---- RECORDS SHOWN
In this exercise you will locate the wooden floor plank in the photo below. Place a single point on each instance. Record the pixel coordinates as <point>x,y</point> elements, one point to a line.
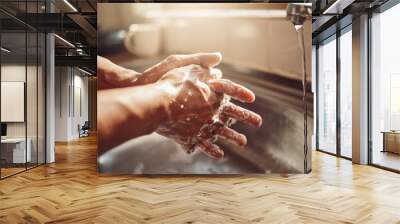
<point>71,191</point>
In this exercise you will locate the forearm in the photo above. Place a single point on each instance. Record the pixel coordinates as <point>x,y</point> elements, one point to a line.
<point>126,113</point>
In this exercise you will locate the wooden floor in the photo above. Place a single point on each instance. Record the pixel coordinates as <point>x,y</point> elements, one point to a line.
<point>71,191</point>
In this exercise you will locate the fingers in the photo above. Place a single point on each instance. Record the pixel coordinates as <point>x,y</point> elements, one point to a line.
<point>232,89</point>
<point>111,75</point>
<point>242,114</point>
<point>206,60</point>
<point>232,135</point>
<point>210,149</point>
--------
> [EXERCISE DESCRIPTION]:
Using the entries above, copy exactly the lines from the one containing "In this exercise you will locate the forearm" through the last, both included.

> [EXERCISE RESULT]:
In this exercise you will locate the forearm in the photo above. Place a single point on each instance. Record the pixel coordinates as <point>x,y</point> elements, one point to a line.
<point>126,113</point>
In this exercise you will locate the wooden floor in the photo above. Place a single point on each instance. Record the pixel coordinates as <point>x,y</point> elements, one point to a line.
<point>71,191</point>
In this exercise you will locate the fingers in the photo above. Place a single point on each instance. Record the pixel coordinates as <point>x,y</point> elements, one point to a line.
<point>232,89</point>
<point>111,75</point>
<point>242,114</point>
<point>206,60</point>
<point>232,135</point>
<point>210,149</point>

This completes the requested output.